CREAM OF ROASTED CARROT SOUP(COOK'S ILLUSTRATED)



Cream of Roasted Carrot Soup(Cook's Illustrated) image

You can add 1 tablespoon grated fresh ginger with the garlic in step 2. This soup can also be served chilled.

Provided by Coppercloud

Categories     Vegetable

Time 1h10m

Yield 1 pot, 4 serving(s)

Number Of Ingredients 11

1 1/2 lbs carrots, peeled and sliced 1/2 inch thick (about 8 medium)
1 onion, medium halved and sliced 1/2 inch thick
2 teaspoons vegetable oil
salt
3 garlic cloves, minced-pressed through a garlic press (about 1 tablespoon)
1/4 cup dry white wine
1 bay leaf
1 1/2 cups low sodium chicken broth
1 1/2 cups low sodium vegetable broth
1/2 cup half-and-half
ground black pepper

Steps:

  • Adjust an oven rack to the middle position and heat the oven to 450 degrees. Toss the carrots, onion, 1 teaspoon of the oil and 1/2 teaspoon salt on a rimmed baking sheet and then spread in an even layer. Roast until the vegetables are well browned and softened, stirring occasionally, 25 to 30 minutes.

Material provided:
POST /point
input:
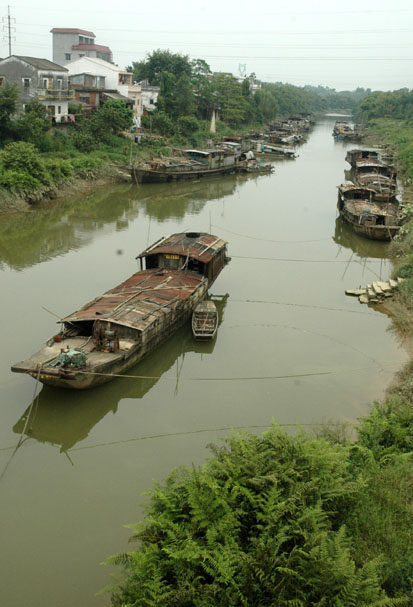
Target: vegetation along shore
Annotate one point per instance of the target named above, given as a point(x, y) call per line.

Problem requirements: Carry on the roasted carrot soup recipe from the point where it stops. The data that comes after this recipe is separate material with no connection to it.

The response:
  • Transfer the roasted vegetables to a large saucepan. Add the remaining 1 teaspoon oil,cover,and cook over medium-low heat, stirring often, until the carrots soften further, 3 to 5 minutes. Add the garlic and cook until fragrant, about 30 seconds. Stir in the wine and bay leaf; cook until the wine has reduced by half, about 1 minute. Add the broths. Bring to a boil over medium-high heat; cover, reduce the heat to medium- low and simmer until the soup is flavorful, about 5 minutes.
  • Puree the mixture in a blender (or food processor) until smooth,and return to a clean saucepan. Add the half-and-half and warm over low heat until hot,about 3 minutes. Season with salt and pepper to taste. (The soup can be refrigerated in an airtight container for up to 4 days. Warm over low heat until hot; do not boil.).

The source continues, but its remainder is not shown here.